> _Data provided_
------------
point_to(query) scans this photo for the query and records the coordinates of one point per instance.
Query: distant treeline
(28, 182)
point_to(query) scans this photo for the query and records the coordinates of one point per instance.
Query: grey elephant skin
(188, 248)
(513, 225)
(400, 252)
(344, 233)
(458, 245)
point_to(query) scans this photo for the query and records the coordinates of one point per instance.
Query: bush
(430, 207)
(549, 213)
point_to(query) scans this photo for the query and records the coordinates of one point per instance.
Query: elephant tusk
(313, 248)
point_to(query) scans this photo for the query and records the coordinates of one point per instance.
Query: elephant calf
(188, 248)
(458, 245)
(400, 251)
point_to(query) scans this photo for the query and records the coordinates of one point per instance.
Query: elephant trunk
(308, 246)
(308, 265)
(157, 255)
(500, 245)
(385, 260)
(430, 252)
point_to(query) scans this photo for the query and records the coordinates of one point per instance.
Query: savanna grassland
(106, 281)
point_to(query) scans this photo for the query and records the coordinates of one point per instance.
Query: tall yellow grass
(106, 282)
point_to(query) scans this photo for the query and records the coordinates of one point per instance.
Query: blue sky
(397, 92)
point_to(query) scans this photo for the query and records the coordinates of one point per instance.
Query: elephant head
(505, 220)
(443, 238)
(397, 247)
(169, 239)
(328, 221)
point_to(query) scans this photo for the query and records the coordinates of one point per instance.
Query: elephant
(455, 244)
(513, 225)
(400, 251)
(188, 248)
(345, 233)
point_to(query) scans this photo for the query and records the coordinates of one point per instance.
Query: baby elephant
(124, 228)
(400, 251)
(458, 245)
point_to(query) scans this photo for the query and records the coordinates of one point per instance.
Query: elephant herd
------------
> _Work required_
Retype each record exactly, leaving nothing out.

> _Output of the task_
point_to(query) scans this photo for the query and records the coordinates of one point per instance.
Query: distant treeline
(28, 182)
point_to(query) scans this photo for the query and records the coordinates of one point per instance.
Query: grey elephant skin
(188, 248)
(513, 225)
(400, 252)
(344, 233)
(458, 245)
point_to(query) scans this photo for the query and records the coordinates of one point per instance.
Query: bush
(430, 207)
(549, 213)
point_to(query) scans this photo for the query and records the coordinates of one point per instance.
Query: elephant tusk
(313, 248)
point_to(query) scans this photo for the query and records the coordinates of one point per instance.
Query: elephant calf
(188, 248)
(458, 245)
(400, 251)
point_to(query) scans this photo for the query and records the coordinates of one point per instance.
Query: elephant trunk
(308, 246)
(308, 265)
(157, 255)
(500, 245)
(385, 260)
(430, 252)
point_to(query) scans this photo for the query and records the coordinates of one point per instance.
Query: savanna grassland
(106, 281)
point_to(query) scans this photo for the query and records the coordinates of one point per instance.
Query: tall yellow grass
(106, 282)
point_to(query) scans this photo for the query and records the coordinates of one point per instance.
Query: blue sky
(397, 92)
point_to(query) scans this photo for the query and records the coordinates of one point per instance.
Query: elephant head
(505, 220)
(443, 238)
(397, 247)
(169, 239)
(328, 221)
point_to(query) scans this photo for the query and records the coordinates of one point per instance.
Query: elephant
(455, 244)
(513, 225)
(400, 251)
(188, 248)
(345, 233)
point_to(query) scans this photo for the query and records the coordinates of one point per instance.
Query: baby elephant
(124, 228)
(400, 251)
(458, 245)
point_to(query) scans this photo for the query and records the coordinates of one point per instance.
Query: elephant herd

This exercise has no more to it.